SET TASK >> Condense the paragraph of the Larry Flynt documentary review that begins "Detailing Hustler crusades" into a short bulleted list that keeps its main facts.

QUOTED TEXT >>
□ □ □
Larry Flynt: The Right To Be Left Alone

"Which is the greater obscenity - war or pornography?"
by Gram Ponante

Larry Flynt: The Right to Be Left Alone, a 2007 documentary by director Joan Brooks-Marks, is a comprehensive account of the First Amendment Patriot side of the Hustler founder and is, in that way, a compelling look at the person who has arguably done the most to frame pornography (and often reckless humiliation in the guise of satire) as a Constitutionally-protected freedom.

It is impossible to watch this movie and not cheer Flynt as he throws oranges at federal judges, calls them motherfuckers and pussies, picks his nose at depositions, and hammers home his right to publish anything in the name of Free Speech protection. It is impossible not to see him as an heroic ornery smartass who had the courage to risk everything, even after an assailant put him in a wheelchair for life, for the purpose of individual liberties.

"If we're not going to offend anyone," Flynt says, "there's no reason for the First Amendment."

Detailing Hustler crusades to out hypocrisy in government (the magazine's uncovering of House Speaker-apparent Bob Livingston's marital infidelities resulted in his resignation) and coups like obtaining footage of the FBI's sting against car manufacturer/cocaine smuggler John DeLorean, The Right to Be Left Alone repeatedly shows what a big footprint/tire track Flynt has left in the publishing world.
□ □ □
[Source records]
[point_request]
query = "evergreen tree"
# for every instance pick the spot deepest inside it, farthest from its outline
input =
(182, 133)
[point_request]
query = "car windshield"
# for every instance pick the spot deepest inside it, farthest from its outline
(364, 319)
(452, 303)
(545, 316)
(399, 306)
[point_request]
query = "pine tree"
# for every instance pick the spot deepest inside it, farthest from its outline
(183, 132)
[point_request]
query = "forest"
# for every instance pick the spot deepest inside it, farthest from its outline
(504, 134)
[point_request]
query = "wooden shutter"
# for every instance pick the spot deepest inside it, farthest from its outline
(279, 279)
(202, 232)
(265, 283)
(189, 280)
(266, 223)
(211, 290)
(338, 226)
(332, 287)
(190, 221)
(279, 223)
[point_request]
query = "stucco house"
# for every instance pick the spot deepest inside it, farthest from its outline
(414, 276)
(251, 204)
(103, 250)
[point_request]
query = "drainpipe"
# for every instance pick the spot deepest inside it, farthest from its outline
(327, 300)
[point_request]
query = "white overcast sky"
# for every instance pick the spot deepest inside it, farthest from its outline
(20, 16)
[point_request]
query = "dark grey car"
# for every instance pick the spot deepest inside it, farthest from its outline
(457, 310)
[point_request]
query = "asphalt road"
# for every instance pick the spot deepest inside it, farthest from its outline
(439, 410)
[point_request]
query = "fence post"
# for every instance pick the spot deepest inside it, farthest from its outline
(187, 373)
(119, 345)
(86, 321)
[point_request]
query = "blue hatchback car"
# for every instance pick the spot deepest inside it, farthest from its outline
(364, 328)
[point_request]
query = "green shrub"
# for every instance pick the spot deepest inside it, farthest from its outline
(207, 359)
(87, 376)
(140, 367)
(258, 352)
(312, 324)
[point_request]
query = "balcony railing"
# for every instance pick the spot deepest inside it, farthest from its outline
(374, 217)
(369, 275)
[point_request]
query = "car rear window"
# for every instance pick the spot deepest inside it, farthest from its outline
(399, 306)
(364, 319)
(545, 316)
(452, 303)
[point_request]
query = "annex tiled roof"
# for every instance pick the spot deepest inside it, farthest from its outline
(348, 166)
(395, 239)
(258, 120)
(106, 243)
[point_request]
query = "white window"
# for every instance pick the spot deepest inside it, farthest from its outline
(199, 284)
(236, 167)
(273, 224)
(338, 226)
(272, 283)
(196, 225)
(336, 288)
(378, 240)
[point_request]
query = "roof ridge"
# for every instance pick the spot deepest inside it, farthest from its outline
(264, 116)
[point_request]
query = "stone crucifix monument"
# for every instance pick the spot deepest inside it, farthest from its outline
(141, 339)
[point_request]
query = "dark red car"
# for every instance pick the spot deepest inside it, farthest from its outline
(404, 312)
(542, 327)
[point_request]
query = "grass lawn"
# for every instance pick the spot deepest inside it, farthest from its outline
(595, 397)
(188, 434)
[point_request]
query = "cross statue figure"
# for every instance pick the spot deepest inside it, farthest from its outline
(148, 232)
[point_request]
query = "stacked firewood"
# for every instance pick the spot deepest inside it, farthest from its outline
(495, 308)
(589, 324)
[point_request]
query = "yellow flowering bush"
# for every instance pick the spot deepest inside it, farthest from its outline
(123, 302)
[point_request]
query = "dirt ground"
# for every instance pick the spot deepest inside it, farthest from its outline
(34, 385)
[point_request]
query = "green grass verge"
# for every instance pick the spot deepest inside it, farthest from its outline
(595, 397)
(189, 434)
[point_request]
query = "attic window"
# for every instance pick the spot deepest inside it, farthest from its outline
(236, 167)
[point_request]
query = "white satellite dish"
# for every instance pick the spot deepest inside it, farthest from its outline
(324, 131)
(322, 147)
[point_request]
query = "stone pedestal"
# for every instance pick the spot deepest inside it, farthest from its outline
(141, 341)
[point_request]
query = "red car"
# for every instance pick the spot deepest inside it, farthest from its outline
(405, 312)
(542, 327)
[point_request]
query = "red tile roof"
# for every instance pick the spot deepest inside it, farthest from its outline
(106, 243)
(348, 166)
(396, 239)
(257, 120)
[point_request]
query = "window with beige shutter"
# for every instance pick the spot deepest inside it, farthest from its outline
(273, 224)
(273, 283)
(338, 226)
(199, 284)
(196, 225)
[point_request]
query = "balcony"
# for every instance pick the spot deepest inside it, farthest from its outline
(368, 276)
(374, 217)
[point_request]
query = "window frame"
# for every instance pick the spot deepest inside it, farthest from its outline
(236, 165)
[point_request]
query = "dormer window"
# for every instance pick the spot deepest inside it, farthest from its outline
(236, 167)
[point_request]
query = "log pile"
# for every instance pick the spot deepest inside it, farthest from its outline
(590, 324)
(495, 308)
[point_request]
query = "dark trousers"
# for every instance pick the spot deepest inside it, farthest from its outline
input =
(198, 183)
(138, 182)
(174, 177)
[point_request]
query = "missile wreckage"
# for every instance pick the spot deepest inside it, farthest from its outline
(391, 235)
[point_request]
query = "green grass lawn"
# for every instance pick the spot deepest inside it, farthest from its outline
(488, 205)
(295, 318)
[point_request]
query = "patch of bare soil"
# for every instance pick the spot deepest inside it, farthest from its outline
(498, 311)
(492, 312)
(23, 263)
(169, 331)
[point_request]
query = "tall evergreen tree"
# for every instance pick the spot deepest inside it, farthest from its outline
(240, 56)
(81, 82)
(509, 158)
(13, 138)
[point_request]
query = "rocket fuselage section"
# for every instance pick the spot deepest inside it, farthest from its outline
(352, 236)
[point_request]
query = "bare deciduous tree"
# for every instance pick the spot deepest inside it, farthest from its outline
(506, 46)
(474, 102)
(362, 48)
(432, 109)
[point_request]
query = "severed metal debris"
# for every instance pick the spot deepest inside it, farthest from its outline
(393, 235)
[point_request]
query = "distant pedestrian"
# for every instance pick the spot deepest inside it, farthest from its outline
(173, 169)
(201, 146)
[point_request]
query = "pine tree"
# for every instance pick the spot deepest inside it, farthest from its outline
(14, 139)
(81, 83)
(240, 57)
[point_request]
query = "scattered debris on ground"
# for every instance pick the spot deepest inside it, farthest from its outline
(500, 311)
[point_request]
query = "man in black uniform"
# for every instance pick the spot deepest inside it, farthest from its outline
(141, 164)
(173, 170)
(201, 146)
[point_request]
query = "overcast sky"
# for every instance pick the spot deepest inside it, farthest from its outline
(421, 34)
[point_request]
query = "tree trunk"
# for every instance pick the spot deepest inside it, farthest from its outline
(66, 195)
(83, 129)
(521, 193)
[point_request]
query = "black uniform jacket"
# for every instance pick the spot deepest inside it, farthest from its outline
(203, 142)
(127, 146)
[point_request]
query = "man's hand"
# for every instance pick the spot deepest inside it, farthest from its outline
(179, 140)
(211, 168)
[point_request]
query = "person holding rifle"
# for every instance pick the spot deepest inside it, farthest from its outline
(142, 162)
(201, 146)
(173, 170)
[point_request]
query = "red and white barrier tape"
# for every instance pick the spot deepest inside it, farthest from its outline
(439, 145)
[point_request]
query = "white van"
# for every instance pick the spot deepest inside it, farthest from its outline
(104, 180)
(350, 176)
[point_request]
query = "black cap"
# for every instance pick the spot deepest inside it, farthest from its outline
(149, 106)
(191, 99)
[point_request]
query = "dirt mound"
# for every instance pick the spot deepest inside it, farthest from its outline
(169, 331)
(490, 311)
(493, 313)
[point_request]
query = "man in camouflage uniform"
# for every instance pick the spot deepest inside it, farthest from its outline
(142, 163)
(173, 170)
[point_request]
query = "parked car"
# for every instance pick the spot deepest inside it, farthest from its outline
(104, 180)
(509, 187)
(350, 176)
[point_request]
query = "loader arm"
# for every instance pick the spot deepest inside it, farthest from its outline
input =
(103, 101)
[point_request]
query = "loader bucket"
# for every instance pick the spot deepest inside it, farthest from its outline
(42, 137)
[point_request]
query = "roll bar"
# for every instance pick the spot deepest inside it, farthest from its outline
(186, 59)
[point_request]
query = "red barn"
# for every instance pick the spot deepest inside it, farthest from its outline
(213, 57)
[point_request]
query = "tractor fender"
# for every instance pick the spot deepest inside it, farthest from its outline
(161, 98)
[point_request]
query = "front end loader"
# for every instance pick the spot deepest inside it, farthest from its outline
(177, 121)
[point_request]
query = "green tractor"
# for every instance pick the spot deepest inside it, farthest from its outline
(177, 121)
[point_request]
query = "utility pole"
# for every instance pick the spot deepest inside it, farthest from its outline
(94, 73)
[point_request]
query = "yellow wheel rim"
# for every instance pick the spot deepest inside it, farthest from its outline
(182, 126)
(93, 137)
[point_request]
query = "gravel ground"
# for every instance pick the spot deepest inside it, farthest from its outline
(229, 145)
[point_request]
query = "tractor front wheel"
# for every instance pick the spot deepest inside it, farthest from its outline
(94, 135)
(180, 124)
□ □ □
EXPECTED ANSWER >>
- The documentary details Hustler's campaigns to expose hypocrisy in government.
- The magazine uncovered the marital infidelities of House Speaker-apparent Bob Livingston, which led to his resignation.
- Hustler obtained footage of the FBI's sting against car manufacturer and cocaine smuggler John DeLorean.
- The film repeatedly shows how large a mark Flynt has left on the publishing world.